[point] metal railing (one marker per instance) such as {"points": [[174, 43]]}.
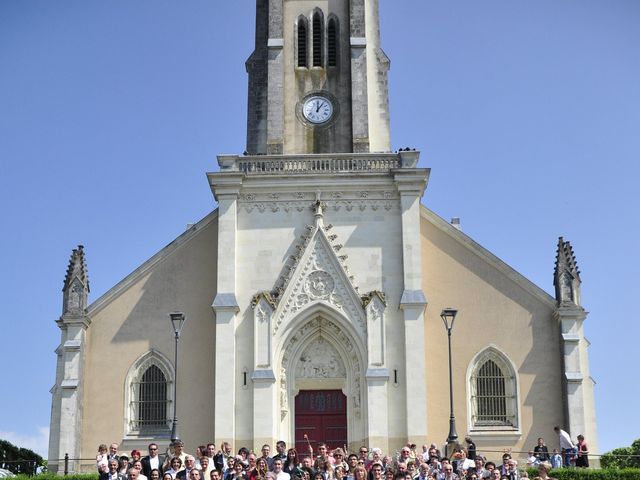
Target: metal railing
{"points": [[302, 165]]}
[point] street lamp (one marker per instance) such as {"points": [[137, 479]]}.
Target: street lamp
{"points": [[448, 316], [177, 322]]}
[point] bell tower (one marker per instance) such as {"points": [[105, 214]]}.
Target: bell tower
{"points": [[317, 79]]}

* **What you need to do**: Copy out every row above in full, adding 69 to each point coordinate in the answers, and leave the pictures out.

* **The completed task**:
[point] metal railing (one marker per instance) such as {"points": [[174, 43]]}.
Target: metal railing
{"points": [[371, 234]]}
[point] street lamp (one marker per instance) such as {"points": [[137, 479]]}.
Target: street lamp
{"points": [[517, 385], [246, 391]]}
[point] bell tower (one marker per instance) such as {"points": [[105, 214]]}.
Target: bell tower
{"points": [[386, 148]]}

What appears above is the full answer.